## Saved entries

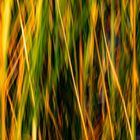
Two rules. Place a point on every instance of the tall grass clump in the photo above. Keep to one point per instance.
(69, 69)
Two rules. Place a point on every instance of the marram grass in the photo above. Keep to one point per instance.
(69, 69)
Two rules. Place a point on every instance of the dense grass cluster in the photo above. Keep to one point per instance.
(69, 69)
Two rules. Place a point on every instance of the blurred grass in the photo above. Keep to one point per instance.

## EXERCISE GOAL
Search the data for "Two rules. Place a point on every instance of the marram". Beginning with that line, set down every line through the last exactly.

## RESULT
Two rules. Place a point on every instance of the marram grass in the photo above. Keep to one point per instance.
(69, 69)
Two rules. Place a point on every instance of the dense grass cluster in the photo above. Keep to one point per instance.
(69, 69)
Two rules. Place a point on every instance of the blurred grass in the photo above. Keep to one point per instance.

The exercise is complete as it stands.